YOUR INSTRUCTIONS
Copy each line of the entries below that contains the string "written".

RECORDS SHOWN Block Start

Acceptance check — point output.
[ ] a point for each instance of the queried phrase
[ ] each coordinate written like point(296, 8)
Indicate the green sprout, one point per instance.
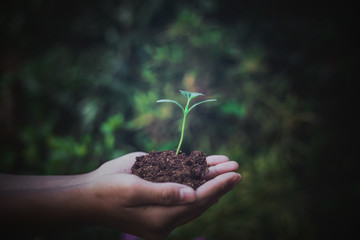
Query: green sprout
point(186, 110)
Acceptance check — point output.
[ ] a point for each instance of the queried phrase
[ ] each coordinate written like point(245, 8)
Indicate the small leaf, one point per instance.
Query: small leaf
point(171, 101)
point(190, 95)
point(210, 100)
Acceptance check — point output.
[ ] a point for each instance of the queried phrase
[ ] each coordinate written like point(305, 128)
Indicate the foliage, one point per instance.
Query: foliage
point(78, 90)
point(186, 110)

RECORDS SHOWN Block End
RECORDS SHOWN Block Start

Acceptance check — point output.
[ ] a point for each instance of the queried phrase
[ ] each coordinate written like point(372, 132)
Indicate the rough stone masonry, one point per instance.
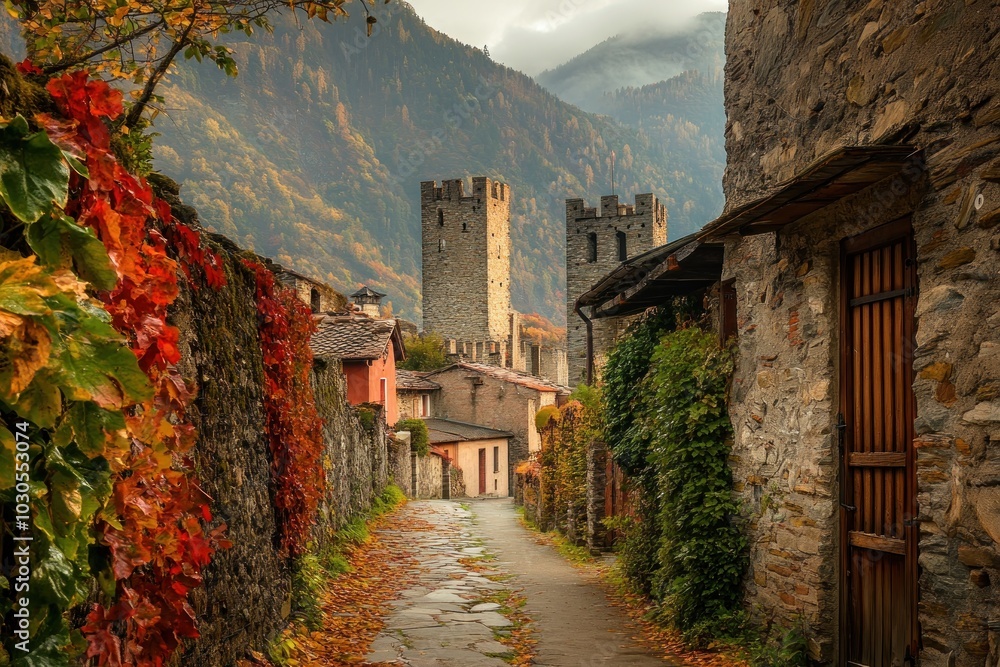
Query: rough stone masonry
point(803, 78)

RECORDS SHOWN Block End

TASK SOLUTION
[ ] each coordinate written like point(296, 8)
[ ] each coordinate written like point(245, 8)
[ ] each coordinate written like point(305, 128)
[ ] each coordinate written like point(372, 132)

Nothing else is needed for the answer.